--- Document text ---
-=-=-=-=-

But why is there little mental toughness?
Certainly, most of us lead blessed lives with virtually material want and little discomfort. In 1987, air conditioning, cable TV, and work-life balance were unusual.
But there's more.
I believe that we've normalized and embraced anxiety.
That's the sense recently confirmed by Abigail Schreier's discussion with Shane Parish on The Knowledge Project podcast.
This is a societal issue. It's complex.
There's clearly value in helping people recognize and process their feelings and experiences. People who have experienced trauma - whether PTSD, sexual assault or even severe workplace bullying need to process those experiences to move past them. We all experience worry, grief, and other difficult human emotions.
However, we've created generations whose first reaction to perceived slights is incapacitation and who default to fear and anxiety when faced with anything novel or uncomfortable.
And that has significant implications for business; implications that have to be addressed by companies, now, even as society moves slowly to understand and process meta-level issues.
An Inability to Conduct Business
surge in phone-call anxiety...'It really feels scary to a lot of my clients' WSJ June 5, 2024 1
Lots of stuff is "scary" or uncomfortable.
In fact, everything is the first time we do it, a bit less the second time, etc.
This includes skydiving but also public speaking, cold calling, networking, and receiving constructive feedback.
It even includes receiving phone calls, as the WSJ recently told us.
And it includes reasonable interviewing as we learned through a recent Intelligent.com Survey.
That’s going to end well…
— Ed Marsh (IndustrialWeb3.eth) 🇺🇸 (@edbmarsh) June 5, 2024
Why does everyone fret about trying to accommodate this aberrant behavior?
And yes, I don’t care if it’s 53%, it’s still aberrant because it’s unsatisfactory for good business.
Instead set the specific goal of hiring only 2nd & 3rd standard… https://t.co/EzZka5mOPY
This is a crisis.
It's a crisis of anti-resilience.
It means that the pool of employees from whom we draw has anxieties that prevent them from performing basic business functions.
It means that leaders won't make decisions - either because they experience the same angst themselves, or because they're resigned to tolerating behavior from employees who will resist actively and passively, complain, snipe, and withdraw.
And there's one area in which it's crippling.
B2B Sales.
Success in B2B Sales Necessitates Mental Toughness
B2B sales is tough.
It involves rejection, boredom, insults, unrealistic expectations, pressure, liars, and constant failure.
Success requires resilience, grit, drive, self-honesty, determination, guts, courage, comfort with discomfort, and self-confidence.

-=-=-=-=-

[Point annotation data]
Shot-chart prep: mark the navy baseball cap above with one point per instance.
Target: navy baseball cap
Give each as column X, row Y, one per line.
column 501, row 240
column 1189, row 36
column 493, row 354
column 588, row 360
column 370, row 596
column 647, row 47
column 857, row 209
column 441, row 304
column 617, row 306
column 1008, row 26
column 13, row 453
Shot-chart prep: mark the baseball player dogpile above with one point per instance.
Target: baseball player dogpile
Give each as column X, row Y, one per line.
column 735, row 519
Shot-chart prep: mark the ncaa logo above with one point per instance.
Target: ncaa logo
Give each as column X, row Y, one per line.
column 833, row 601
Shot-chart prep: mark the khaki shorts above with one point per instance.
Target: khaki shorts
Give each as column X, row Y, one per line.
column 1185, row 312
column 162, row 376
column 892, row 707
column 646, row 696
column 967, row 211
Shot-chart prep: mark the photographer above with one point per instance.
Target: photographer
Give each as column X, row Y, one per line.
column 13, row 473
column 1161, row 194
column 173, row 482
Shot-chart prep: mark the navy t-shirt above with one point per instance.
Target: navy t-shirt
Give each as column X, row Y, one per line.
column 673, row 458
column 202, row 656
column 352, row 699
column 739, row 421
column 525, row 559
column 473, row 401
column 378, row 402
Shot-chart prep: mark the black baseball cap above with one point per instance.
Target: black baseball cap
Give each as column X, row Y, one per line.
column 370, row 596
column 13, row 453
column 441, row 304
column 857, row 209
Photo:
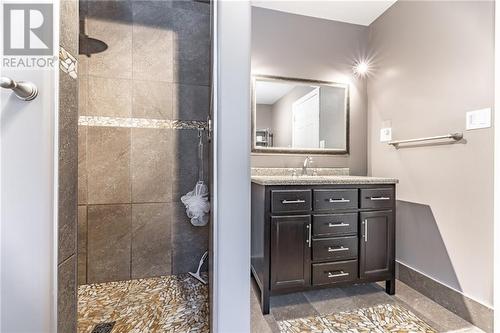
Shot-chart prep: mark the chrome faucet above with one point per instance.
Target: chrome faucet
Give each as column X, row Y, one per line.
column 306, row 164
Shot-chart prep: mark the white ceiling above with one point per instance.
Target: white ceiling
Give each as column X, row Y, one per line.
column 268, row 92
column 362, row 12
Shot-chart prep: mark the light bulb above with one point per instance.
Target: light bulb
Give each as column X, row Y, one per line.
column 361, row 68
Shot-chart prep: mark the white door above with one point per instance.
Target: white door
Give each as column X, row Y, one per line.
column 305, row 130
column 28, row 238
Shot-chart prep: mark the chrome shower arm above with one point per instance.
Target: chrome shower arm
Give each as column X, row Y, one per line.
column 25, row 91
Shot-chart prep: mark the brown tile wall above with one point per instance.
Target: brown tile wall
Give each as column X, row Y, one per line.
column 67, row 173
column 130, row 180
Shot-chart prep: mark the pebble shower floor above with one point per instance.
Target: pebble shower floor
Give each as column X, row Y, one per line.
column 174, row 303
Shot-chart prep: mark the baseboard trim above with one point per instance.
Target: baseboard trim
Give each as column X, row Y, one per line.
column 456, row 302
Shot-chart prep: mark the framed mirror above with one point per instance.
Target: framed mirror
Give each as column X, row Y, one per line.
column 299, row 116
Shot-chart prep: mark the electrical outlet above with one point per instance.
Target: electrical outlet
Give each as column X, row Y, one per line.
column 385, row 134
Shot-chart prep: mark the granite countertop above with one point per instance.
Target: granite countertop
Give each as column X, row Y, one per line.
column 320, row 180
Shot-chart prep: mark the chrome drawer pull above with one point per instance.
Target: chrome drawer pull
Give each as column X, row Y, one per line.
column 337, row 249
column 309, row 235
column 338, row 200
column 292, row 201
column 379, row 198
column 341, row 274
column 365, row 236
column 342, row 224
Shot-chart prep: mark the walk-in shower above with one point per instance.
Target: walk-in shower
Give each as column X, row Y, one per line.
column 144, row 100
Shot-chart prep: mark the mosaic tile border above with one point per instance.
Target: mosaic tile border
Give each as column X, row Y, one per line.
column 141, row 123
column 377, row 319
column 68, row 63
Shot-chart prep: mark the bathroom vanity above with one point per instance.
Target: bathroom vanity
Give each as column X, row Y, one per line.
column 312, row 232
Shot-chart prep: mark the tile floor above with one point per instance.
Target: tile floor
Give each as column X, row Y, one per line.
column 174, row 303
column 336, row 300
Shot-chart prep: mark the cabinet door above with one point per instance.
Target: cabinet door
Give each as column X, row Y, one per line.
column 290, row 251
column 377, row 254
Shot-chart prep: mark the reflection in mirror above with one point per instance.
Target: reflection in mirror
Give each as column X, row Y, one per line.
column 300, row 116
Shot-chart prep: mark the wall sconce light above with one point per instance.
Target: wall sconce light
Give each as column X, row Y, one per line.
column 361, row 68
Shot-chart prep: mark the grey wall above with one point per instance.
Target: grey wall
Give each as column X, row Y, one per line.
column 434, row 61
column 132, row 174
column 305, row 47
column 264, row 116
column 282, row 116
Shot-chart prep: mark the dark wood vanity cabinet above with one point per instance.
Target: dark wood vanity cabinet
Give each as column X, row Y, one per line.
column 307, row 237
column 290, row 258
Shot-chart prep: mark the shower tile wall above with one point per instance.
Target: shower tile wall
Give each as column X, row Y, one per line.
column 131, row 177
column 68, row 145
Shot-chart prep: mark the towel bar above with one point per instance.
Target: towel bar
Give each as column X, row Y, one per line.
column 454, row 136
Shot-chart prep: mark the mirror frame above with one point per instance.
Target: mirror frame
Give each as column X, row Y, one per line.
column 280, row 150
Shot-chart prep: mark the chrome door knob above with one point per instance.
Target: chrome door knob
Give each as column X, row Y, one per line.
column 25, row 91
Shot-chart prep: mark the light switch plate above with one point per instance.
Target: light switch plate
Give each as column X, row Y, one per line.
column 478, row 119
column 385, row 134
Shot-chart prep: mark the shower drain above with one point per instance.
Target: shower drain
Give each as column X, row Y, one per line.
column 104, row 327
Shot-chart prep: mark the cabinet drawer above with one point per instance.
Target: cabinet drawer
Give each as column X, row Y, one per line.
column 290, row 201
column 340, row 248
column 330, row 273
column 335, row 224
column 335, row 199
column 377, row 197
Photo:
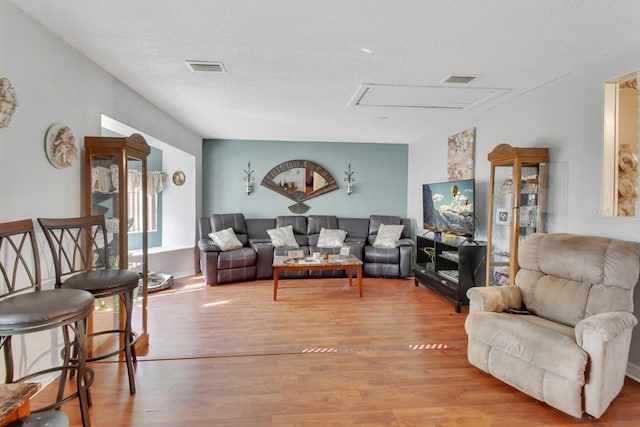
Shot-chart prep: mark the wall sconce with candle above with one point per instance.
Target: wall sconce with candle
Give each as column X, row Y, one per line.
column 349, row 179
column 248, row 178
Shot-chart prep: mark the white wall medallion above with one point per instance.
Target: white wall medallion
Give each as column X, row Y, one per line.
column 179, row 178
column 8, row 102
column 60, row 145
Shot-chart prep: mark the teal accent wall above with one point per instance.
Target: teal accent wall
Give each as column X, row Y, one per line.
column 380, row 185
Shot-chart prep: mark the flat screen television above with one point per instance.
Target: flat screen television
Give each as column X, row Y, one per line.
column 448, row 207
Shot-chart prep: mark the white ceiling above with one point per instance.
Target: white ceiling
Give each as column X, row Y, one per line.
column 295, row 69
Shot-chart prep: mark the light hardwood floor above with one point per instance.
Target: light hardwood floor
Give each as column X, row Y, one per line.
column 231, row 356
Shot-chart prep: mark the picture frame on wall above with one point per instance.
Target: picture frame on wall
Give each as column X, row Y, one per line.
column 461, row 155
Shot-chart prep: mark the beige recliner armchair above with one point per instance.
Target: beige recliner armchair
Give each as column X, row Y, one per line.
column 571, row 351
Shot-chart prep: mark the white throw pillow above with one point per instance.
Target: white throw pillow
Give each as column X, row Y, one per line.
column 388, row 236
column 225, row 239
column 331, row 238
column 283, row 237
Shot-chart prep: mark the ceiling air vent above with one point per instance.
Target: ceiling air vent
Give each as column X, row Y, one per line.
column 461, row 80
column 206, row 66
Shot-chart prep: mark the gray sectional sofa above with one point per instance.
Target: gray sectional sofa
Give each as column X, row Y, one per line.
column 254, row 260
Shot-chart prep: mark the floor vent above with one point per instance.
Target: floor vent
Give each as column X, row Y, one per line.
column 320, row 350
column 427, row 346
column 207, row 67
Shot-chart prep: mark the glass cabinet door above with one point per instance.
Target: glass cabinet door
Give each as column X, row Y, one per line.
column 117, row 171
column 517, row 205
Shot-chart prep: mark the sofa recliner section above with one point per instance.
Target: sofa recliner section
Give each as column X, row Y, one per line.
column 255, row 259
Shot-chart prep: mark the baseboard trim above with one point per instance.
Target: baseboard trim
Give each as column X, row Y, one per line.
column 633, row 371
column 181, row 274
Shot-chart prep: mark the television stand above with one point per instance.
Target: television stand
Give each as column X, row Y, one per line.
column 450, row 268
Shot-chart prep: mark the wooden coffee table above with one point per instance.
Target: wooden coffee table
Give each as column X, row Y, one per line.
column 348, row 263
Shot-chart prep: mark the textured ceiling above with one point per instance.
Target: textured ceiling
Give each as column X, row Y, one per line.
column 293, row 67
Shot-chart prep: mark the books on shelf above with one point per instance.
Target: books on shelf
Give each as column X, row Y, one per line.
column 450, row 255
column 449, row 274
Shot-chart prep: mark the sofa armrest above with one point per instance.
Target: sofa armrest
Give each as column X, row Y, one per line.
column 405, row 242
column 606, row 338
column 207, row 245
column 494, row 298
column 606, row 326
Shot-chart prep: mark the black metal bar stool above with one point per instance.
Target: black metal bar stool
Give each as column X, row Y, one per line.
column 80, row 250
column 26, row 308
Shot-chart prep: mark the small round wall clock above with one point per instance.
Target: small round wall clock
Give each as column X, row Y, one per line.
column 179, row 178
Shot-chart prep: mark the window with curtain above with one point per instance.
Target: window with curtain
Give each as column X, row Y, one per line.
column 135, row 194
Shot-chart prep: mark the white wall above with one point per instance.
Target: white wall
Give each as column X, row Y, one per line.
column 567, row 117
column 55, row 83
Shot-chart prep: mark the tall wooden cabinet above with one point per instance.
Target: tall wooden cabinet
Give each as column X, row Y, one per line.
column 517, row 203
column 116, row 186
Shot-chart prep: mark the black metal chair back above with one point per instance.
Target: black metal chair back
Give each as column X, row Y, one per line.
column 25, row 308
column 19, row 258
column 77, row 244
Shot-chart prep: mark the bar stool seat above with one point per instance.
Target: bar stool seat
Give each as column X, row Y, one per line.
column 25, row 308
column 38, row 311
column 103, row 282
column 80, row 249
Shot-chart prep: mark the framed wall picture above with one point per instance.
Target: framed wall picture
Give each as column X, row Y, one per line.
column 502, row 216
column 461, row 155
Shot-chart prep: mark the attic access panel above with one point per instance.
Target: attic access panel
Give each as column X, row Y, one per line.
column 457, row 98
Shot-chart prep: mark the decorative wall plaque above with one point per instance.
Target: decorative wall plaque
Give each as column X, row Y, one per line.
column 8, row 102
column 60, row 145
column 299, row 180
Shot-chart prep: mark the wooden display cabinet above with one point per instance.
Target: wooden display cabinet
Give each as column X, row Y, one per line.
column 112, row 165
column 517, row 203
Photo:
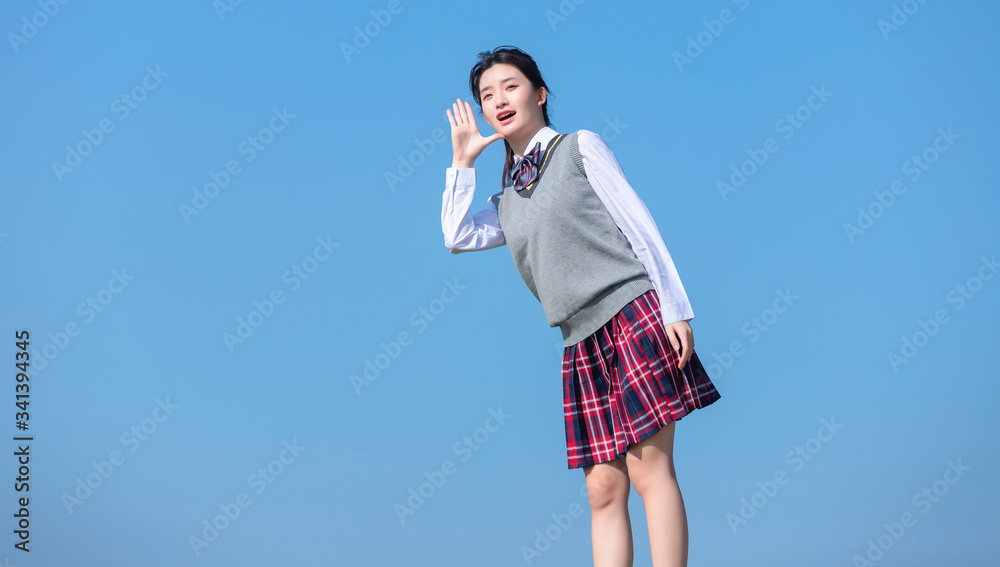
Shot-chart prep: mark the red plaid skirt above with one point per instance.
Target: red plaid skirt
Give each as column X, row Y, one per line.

-=-=-=-=-

--- Things to do ---
**1)** Copy out, line for line, the part of the listing that starts with the line containing "Shot-chart prep: mark the walk-in" and ends with the line containing "column 300, row 116", including both of those lines.
**2)** Continue the text on mental toughness and B2B sales from the point where it stops.

--- Task-by-task results ---
**1)**
Shot-chart prep: mark the walk-in shower above with one point per instance.
Target: walk-in shower
Give each as column X, row Y, one per line.
column 144, row 100
Shot-chart prep: mark the mosaic tile border above with one point per instance.
Target: mosaic tile border
Give each as column X, row Y, one per line.
column 141, row 123
column 377, row 319
column 68, row 63
Shot-chart prep: mark the bathroom vanity above with one point per instance.
Target: bathroom vanity
Give each as column X, row Y, one per line.
column 312, row 232
Shot-chart prep: mark the tile floor above with one point per instance.
Target: tile floor
Give each as column X, row Y, one per line.
column 174, row 303
column 336, row 300
Shot-chart prep: mark the cabinet door above with one point per instance.
Target: cabinet door
Give each as column X, row Y, one per line.
column 290, row 251
column 377, row 254
Shot-chart prep: mark the reflection in mirror above with one point per instance.
Target: reflection in mirror
Give each as column X, row Y, one per line.
column 300, row 116

**2)**
In other words, sales constantly places people in circumstances that reduce many to anxious inertness. Success, in contrast, is predicated on mental toughness.
The very attribute that is increasingly rare.
An attribute that is hard to screen for.
Amidst a society that views those who seek candidates with mental toughness as unreasonable and uncaring.
Here's the real kicker.
Your sales (and marketing) and management people need this attribute not only for self-regulation but also because their jobs get tougher as your prospects' workforces are increasingly comprised of people with these same weaknesses.
Your salespeople will have to successfully sell to prospects who become anxious when their phone rings.
This means that your salespeople must not only be strong and resilient themselves (like many high-level athletes and military veterans) but possess extraordinary tactical skills to be able to sell to others who are too anxious to talk, too anxious to question their own beliefs and the status quo, too anxious to challenge colleagues with competing priorities, and too anxious to make decisions.
You need 2X unicorns.
Rare individuals with requisite mental toughness....who also happen to be rare individuals with extraordinary tactical sales skill.
Hiring Mentally Tough & Tactically Skilled B2B Sales Reps
A tough task for sure, but you have no choice.
So what are you going to do?
First, acknowledge the need.
Your reps who miss quota, assert that cold calling doesn't work in your industry, fill the pipeline with projects that never close, refuse to use CRM, and prolifically issue hopeless quotes aren't going to make it.
The question is whether you'll let them drag the company down with them.
Similarly, your process of hiring them isn't going to help you identify and recruit the 2X unicorns that you need.
Success will require 2nd or 3rd standard deviation sales talent.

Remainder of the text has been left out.